Записи разметки контуров:

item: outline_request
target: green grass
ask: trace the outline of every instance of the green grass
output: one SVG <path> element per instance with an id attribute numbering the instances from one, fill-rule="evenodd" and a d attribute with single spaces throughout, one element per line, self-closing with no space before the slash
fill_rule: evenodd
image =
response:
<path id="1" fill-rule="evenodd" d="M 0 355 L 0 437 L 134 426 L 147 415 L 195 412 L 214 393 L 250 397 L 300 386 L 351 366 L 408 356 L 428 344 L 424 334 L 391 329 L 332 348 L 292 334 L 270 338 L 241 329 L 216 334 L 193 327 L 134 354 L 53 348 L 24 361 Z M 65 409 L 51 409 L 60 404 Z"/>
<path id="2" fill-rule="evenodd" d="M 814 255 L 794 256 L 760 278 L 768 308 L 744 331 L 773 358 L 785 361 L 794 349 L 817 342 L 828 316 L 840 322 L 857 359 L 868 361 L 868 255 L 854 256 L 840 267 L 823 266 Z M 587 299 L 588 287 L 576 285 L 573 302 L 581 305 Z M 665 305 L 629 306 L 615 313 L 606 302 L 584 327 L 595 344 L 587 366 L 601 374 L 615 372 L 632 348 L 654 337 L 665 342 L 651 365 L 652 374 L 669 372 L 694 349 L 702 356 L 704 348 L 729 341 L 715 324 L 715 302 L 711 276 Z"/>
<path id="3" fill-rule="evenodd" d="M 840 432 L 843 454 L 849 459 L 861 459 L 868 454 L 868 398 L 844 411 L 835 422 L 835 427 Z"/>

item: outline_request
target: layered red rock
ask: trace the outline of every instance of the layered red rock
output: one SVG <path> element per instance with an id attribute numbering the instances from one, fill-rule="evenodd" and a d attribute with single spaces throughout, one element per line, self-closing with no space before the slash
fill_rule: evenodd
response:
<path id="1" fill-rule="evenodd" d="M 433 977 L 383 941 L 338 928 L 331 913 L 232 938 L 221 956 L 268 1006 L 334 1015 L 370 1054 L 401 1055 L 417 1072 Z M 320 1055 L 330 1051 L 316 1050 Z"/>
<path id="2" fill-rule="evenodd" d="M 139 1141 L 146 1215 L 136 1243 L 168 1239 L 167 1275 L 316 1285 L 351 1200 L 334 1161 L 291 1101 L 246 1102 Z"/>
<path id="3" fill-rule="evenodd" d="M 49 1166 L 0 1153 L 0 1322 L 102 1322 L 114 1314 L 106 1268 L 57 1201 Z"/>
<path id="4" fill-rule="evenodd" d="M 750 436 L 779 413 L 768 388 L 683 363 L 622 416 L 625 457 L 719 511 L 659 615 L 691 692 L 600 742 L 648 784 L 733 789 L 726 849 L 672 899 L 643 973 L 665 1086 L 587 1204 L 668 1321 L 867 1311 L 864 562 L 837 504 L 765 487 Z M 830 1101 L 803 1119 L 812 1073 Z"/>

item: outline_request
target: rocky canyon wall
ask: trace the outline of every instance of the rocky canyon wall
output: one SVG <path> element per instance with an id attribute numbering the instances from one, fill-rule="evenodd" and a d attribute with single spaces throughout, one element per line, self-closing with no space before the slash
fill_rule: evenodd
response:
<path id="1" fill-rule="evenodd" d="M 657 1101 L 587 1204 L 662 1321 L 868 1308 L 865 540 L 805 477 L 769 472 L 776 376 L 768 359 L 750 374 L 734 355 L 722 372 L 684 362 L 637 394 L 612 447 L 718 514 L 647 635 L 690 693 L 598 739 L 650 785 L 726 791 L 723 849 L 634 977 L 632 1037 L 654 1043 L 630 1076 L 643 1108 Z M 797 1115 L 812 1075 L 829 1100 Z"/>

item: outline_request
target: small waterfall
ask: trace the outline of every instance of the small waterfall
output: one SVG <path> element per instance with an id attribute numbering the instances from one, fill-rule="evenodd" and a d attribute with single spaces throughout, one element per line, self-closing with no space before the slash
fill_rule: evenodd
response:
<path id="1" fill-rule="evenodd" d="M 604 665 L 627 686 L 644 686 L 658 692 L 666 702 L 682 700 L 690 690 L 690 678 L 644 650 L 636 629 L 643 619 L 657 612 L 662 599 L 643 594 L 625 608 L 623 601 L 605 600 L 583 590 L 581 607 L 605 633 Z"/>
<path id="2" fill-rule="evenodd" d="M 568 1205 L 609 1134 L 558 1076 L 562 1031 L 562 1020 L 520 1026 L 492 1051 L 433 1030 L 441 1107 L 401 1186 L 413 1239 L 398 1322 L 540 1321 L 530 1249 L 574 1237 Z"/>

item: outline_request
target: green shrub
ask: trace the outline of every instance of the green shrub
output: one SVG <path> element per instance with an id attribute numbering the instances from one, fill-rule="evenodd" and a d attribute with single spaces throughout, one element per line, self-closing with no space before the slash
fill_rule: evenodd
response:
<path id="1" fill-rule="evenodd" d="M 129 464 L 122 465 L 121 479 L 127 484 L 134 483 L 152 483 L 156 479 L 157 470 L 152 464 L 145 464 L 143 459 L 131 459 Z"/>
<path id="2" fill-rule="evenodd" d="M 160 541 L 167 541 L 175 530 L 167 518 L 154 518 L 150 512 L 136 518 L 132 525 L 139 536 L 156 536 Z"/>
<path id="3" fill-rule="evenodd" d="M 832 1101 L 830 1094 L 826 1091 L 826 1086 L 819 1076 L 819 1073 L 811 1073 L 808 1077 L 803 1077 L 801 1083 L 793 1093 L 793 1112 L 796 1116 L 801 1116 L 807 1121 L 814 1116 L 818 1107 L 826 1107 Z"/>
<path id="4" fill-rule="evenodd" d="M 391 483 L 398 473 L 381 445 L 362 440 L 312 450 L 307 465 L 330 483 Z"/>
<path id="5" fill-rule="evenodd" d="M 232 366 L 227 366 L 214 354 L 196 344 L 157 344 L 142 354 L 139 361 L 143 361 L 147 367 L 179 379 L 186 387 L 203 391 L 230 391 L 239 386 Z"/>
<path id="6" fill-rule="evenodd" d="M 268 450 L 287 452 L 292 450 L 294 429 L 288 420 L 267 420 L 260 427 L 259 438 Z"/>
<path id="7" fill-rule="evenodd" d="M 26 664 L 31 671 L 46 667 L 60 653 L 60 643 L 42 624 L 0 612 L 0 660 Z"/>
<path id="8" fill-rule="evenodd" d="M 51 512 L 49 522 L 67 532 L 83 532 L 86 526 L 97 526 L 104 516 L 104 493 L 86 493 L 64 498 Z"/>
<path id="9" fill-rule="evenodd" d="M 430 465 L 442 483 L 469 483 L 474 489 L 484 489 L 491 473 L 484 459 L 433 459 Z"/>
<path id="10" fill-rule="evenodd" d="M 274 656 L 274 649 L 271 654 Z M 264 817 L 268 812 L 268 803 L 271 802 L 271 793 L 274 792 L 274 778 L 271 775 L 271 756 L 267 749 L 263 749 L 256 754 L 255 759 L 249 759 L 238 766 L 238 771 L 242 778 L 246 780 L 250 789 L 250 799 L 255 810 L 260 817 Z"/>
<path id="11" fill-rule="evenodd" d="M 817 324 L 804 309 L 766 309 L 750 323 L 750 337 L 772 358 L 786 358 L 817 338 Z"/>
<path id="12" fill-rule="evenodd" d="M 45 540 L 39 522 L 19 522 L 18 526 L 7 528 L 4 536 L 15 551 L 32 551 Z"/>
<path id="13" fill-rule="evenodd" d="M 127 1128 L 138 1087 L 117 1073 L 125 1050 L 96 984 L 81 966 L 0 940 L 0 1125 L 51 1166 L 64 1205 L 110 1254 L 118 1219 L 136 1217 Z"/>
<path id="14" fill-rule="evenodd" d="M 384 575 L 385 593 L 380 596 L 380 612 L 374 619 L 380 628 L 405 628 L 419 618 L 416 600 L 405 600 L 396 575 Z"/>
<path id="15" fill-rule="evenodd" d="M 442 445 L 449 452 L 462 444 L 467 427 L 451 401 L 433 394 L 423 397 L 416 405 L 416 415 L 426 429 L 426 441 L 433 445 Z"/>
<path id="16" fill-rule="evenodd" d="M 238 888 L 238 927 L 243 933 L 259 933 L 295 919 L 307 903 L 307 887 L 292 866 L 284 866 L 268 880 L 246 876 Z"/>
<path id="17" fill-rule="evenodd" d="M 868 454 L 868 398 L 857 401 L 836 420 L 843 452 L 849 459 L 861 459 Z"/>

Задание
Покажите все строки приведенного выше материала, в которых встречается слово «rocky». Регистр букв имеет значение.

Ответ к заданию
target: rocky canyon wall
ask: trace the outline of every instance of the rocky canyon wall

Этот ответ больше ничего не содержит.